INFORMATION SUPPLIED
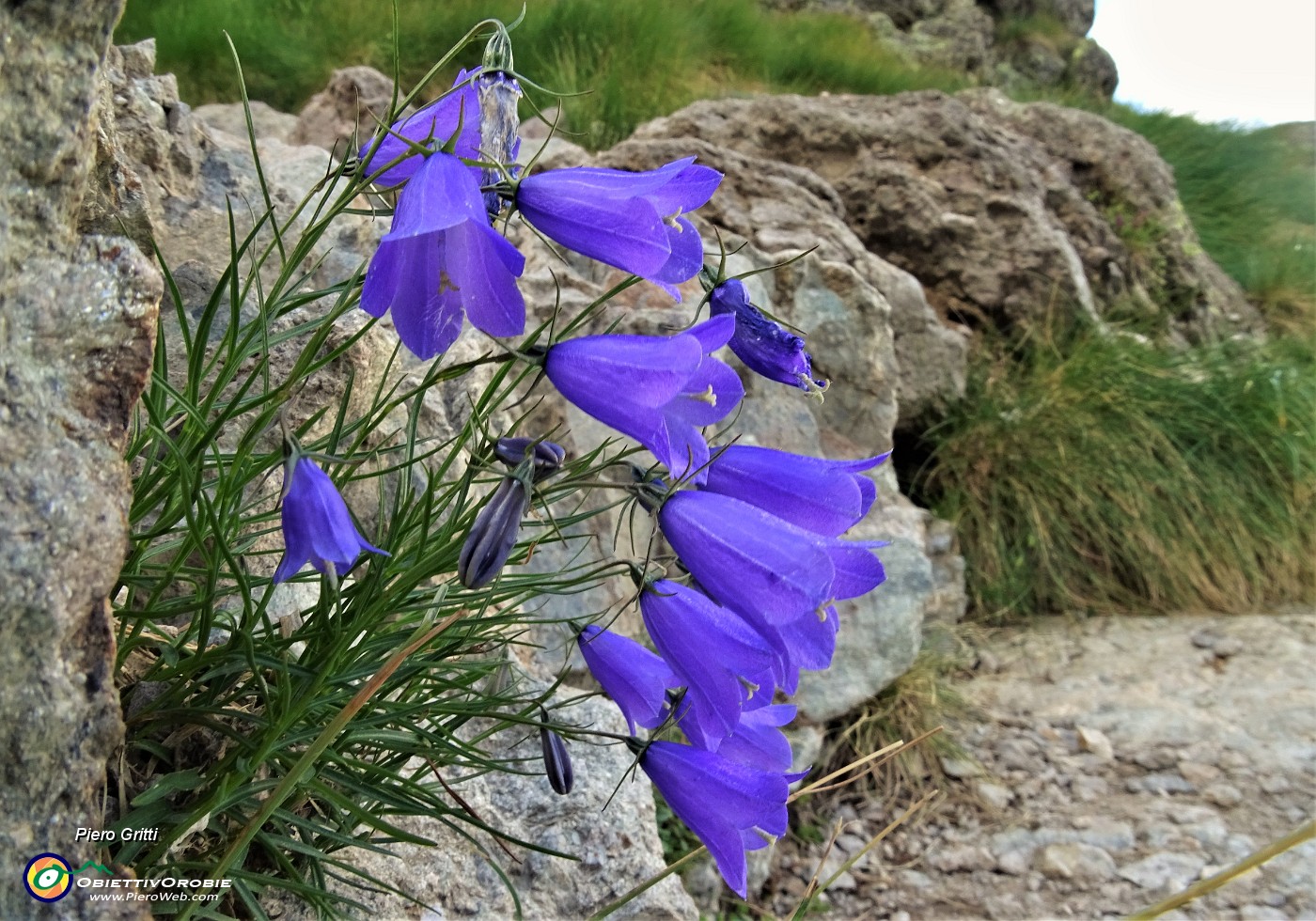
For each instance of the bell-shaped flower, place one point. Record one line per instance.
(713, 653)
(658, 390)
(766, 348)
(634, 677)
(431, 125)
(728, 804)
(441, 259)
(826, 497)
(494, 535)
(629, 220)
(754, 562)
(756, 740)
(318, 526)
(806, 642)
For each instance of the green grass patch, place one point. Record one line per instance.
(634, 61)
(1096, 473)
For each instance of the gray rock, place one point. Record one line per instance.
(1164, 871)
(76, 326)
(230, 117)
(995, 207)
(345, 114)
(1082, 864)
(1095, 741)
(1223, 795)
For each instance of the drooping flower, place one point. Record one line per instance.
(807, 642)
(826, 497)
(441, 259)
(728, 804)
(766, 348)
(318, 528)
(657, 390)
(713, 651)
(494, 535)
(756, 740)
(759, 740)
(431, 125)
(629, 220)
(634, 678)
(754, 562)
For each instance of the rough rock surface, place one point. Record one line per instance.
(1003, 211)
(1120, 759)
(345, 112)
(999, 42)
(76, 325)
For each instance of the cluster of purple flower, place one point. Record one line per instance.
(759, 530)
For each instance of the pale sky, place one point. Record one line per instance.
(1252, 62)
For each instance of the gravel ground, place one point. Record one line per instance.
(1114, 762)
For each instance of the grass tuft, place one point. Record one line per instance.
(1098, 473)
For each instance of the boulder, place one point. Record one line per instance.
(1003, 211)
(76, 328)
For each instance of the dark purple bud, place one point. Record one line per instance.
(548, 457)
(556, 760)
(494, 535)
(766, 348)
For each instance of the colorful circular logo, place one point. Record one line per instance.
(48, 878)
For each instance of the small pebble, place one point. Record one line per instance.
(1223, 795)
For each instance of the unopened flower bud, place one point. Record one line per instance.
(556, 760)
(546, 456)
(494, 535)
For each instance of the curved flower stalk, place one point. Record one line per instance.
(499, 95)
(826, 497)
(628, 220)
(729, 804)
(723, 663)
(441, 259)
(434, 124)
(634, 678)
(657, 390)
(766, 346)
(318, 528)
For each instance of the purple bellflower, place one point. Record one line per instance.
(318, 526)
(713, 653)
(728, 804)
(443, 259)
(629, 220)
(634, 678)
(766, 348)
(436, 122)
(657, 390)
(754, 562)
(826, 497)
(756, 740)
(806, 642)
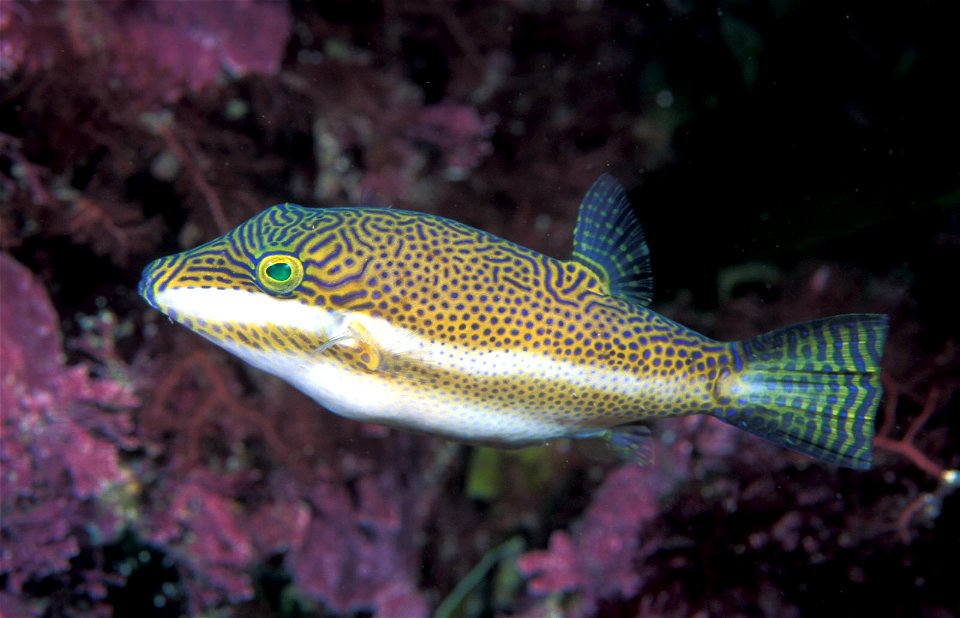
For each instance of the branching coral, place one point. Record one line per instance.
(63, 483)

AIM OF THE TASK
Make an exact copy of the listing. Do not carry over its pictures.

WRITTEN SOLUTION
For each instance of the bell-shaped flower, place one point. Record one line per instance.
(713, 653)
(658, 390)
(766, 348)
(634, 677)
(431, 125)
(728, 804)
(441, 259)
(826, 497)
(494, 535)
(629, 220)
(754, 562)
(756, 740)
(318, 526)
(806, 642)
For each instance of the green grass patch, place one point. Record one line per instance.
(634, 61)
(1096, 473)
For each instance of the gray rock, place one point. Record one line per instance.
(1164, 871)
(76, 326)
(230, 117)
(995, 207)
(345, 114)
(1082, 864)
(1095, 741)
(1223, 795)
For each instance of the drooping flower, place one point. Record one line per instance.
(807, 642)
(826, 497)
(441, 259)
(728, 804)
(766, 348)
(318, 528)
(657, 390)
(713, 651)
(494, 535)
(756, 740)
(759, 740)
(431, 125)
(629, 220)
(634, 678)
(754, 562)
For each instance of the rough rock surface, place one point. Record one line per instance.
(1003, 211)
(1120, 759)
(345, 112)
(999, 42)
(76, 325)
For each instance of the cluster of purple flower, place one point. Record one line per instance.
(759, 530)
For each instance of the pale sky, place one point. Record one line per instance.
(1252, 62)
For each instance of the gravel ground, place one point. Record one line per instance.
(1114, 762)
For each instance of the grass tuft, place one point. Record one line per instance.
(1098, 473)
For each instance of the boulder, place one point. Record one line per instance.
(1003, 211)
(76, 328)
For each instance of the dark purple bud, place one point. Record one line per instance.
(548, 457)
(556, 760)
(494, 535)
(766, 348)
For each instance of the colorful circular logo, place one point. Record one line per instance.
(48, 878)
For each instance of the small pebble, place one point. Record one line per instance.
(1223, 795)
For each instance of the unopened flower bud, place one point. Record one line per instance.
(556, 760)
(546, 456)
(494, 535)
For each instance of the curved flower stalk, place one point. Record one line per instance.
(499, 95)
(826, 497)
(628, 220)
(729, 804)
(723, 663)
(441, 259)
(434, 124)
(634, 678)
(657, 390)
(766, 346)
(318, 528)
For each instance of the purple bellflower, place one point. Record one line per instance.
(318, 526)
(713, 653)
(728, 804)
(443, 259)
(629, 220)
(634, 678)
(766, 348)
(436, 122)
(657, 390)
(754, 562)
(826, 497)
(756, 740)
(806, 642)
For each instance of the branching coral, place one point. Record one line per instance.
(63, 483)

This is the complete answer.